* _Problem_
Reproduce every one of the records below word for word, keeping each line unchanged and in its original order.

* _Information provided_
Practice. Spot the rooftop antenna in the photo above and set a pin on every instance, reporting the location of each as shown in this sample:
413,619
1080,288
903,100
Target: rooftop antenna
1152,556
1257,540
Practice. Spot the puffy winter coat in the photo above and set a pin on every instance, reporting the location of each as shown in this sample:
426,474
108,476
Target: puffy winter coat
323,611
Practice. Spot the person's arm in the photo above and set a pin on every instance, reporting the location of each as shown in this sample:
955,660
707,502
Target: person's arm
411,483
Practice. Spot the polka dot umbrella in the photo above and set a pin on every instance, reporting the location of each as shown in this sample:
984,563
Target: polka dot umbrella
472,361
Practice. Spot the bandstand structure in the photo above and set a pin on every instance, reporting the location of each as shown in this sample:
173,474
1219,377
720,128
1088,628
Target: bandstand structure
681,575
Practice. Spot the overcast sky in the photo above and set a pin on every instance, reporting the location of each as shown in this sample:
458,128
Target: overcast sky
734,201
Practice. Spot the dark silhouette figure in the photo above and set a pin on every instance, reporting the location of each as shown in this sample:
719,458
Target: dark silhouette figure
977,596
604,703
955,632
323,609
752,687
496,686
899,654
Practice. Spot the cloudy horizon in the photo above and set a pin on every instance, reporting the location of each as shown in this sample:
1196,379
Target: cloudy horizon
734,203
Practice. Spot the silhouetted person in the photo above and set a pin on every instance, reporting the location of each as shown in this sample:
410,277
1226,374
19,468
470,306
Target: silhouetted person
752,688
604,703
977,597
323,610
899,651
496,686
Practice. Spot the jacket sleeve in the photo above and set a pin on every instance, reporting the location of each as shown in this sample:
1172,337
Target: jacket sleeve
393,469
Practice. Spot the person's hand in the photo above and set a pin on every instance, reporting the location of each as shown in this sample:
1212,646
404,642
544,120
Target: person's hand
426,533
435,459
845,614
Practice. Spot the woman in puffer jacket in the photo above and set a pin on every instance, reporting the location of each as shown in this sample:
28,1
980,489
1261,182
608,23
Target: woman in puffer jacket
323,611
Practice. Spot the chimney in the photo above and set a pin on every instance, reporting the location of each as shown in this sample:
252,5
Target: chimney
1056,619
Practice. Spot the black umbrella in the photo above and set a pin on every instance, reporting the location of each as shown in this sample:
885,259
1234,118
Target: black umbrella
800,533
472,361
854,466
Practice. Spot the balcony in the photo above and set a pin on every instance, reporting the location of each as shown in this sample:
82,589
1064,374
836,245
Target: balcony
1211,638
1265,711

* _Solution to the problem_
Practice. Spot the rooftop antenna in the photo above and set a pin on every instance, reporting the location of each as shown in this sample:
413,619
1080,288
903,100
Target: rooftop antenna
1152,556
1257,540
Practice. Spot the puffy winter coat in the photo above and set a pin on every instance, reporting the location of each as shown in this sample:
426,474
108,476
Target: puffy winter coat
323,611
Practice. Spot the person's arm in the photo above and set a pin on every instance, reporting the location of each as shown in this sample:
955,660
707,502
Target: person's arm
411,483
Practice. Spot the polka dot umbrella in the photo above and set a pin on every instance, reporting the location of each as shown in this sample:
984,563
Target: polka dot umbrella
472,361
Practice. Spot the bandstand structure in the photo above and set a pin on every instance, reporting the location of each as shown in this sample:
173,474
1219,377
720,128
1088,628
Target: bandstand structure
681,575
Practice. Spot the overcast sky in the photo above and set a pin on every instance, reporting the location of each as shown in this sample:
458,128
Target: overcast sky
734,201
Practice. Spot the dark silhouette figure in the photo above and set a pin on every instance, reporting the location of each as shown in this sample:
719,458
Target: dark silhouette figure
977,596
604,703
955,632
323,609
752,687
496,686
899,654
Practice. Spot the cloudy horizon in the photo above and set a pin on every instance, reporting the location of each as shown in this sample:
1196,379
Target: cloudy horizon
734,203
Practice. Spot the silhouetted person in the photo above and set a pin on every instance, reporting the location of each as shown in this sample:
410,277
1226,374
19,468
470,306
Target: silhouetted person
752,688
604,703
977,597
323,610
899,651
496,686
Practice. Spot the jacket sleeve in the photo above and set a pin on every instance, reporting the location of each as shown in this sample:
1172,337
Target: jacket sleeve
393,469
Practice. Spot the person's hand in the photo above and set a pin on every instance, reporting the location of each as shown in this sample:
1212,646
404,642
544,120
Target: person's hand
426,533
435,459
845,614
Practice. Spot the woman in puffer jacket in the photo above and set a pin on every instance, reporting the location of each as shown in this sample:
28,1
980,489
1261,182
608,23
Target: woman in puffer jacket
323,611
Practice. Spot the chimney in the photo above and set a pin on every instance, reporting the location of each as shown in this sample:
252,5
Target: chimney
1056,619
Practice. Spot the black umbrella in the photo above and set a pin on every instance, reporting the location of each as shown in this sample:
885,259
1234,118
Target: black umbrella
800,533
472,361
854,466
Practice. Spot the balcony in the photo above and set a pin on every instance, reporting the location of each as shown in this sample:
82,589
1064,374
836,245
Target: balcony
1211,638
1265,711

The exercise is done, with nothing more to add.